◆ Exercise directions ◆
Reproduce verbatim the rows below, from the line containing "One pin per instance of the ceiling" through the line containing "<point>340,31</point>", inclusive of both.

>> START Listing

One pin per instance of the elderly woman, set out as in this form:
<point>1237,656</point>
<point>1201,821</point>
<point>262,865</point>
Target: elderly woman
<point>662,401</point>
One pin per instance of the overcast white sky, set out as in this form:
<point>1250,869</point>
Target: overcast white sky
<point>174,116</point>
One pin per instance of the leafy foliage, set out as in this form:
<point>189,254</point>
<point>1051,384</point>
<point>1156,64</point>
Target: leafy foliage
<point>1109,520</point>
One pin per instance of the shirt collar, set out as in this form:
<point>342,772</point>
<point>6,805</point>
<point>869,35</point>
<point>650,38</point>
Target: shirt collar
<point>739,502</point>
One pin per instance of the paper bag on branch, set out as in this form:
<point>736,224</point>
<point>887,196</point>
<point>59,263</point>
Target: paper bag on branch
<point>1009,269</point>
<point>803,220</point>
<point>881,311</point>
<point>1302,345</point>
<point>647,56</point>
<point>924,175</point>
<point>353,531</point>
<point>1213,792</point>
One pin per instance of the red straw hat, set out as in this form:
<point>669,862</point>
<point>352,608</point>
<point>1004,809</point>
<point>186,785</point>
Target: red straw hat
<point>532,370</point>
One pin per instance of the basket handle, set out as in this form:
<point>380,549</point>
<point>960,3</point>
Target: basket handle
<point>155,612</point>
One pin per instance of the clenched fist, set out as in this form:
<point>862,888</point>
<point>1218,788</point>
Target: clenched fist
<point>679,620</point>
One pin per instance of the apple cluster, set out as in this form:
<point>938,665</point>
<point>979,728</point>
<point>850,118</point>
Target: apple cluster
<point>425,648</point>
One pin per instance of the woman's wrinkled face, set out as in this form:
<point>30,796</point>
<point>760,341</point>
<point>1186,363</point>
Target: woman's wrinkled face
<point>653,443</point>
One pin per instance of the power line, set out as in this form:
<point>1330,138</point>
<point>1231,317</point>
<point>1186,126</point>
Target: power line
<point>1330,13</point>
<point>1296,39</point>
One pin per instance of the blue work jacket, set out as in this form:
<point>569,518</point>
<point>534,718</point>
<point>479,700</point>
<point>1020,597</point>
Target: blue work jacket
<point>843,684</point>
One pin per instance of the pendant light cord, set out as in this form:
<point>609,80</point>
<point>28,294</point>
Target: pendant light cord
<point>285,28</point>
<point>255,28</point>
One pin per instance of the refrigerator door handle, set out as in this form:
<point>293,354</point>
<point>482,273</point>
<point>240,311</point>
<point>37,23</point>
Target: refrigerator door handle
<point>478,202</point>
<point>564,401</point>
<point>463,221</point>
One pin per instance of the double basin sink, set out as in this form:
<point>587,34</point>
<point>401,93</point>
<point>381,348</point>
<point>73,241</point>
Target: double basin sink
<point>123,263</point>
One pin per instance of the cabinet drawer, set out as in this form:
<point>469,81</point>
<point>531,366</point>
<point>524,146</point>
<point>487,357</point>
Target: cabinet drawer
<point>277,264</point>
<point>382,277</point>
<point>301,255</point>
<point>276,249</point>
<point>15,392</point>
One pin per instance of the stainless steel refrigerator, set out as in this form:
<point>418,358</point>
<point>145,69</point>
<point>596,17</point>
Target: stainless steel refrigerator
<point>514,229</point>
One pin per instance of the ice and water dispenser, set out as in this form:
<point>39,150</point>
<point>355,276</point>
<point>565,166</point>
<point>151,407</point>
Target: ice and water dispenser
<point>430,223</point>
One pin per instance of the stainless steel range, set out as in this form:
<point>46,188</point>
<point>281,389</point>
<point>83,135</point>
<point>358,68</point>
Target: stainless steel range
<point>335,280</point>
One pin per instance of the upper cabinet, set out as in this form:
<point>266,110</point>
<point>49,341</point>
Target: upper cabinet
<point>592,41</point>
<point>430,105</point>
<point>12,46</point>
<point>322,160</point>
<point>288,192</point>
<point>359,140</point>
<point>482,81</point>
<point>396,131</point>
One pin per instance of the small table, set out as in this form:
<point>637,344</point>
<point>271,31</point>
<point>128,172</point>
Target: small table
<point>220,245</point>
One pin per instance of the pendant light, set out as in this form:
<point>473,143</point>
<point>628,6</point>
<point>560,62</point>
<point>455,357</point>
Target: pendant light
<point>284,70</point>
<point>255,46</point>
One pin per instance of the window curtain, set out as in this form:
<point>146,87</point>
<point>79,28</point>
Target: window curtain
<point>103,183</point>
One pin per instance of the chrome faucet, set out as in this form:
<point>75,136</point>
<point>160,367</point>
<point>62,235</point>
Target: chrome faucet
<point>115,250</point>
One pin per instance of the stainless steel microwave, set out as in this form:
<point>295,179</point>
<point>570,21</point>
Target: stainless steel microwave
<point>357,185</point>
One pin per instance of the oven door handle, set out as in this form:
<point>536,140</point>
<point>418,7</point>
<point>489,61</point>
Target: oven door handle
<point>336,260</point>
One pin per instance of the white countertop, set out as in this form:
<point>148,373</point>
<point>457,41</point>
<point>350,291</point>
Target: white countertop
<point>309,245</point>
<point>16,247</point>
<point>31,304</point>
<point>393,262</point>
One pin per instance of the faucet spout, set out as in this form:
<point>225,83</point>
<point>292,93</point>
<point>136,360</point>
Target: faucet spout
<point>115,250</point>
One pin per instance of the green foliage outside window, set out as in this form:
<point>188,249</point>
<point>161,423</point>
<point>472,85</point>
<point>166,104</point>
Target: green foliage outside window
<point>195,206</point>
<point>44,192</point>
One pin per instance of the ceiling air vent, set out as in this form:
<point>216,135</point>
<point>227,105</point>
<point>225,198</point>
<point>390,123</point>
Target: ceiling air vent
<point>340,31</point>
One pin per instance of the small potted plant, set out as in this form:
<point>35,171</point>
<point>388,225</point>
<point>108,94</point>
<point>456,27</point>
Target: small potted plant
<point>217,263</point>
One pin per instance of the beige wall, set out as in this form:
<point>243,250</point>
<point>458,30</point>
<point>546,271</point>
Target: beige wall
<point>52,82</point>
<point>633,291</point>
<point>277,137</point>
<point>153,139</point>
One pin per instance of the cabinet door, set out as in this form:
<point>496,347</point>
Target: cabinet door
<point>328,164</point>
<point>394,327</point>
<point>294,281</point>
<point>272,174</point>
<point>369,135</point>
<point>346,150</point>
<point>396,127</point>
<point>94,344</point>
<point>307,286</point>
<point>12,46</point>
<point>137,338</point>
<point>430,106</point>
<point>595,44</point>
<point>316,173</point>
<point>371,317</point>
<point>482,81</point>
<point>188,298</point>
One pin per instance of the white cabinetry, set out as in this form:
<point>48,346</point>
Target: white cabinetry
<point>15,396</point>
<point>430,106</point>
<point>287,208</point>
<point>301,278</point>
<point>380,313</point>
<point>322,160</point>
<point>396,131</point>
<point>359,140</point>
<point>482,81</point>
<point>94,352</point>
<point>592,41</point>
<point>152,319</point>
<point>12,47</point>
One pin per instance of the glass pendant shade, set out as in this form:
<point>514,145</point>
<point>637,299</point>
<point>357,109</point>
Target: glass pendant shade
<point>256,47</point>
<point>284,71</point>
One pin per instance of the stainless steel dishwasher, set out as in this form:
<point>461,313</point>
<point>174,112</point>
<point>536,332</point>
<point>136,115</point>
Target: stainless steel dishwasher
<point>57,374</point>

>> END Listing

◆ Finished exercise ◆
One pin per instance of the ceiling air vent, set out as in this form:
<point>216,135</point>
<point>227,105</point>
<point>225,198</point>
<point>390,123</point>
Target: ceiling air vent
<point>340,31</point>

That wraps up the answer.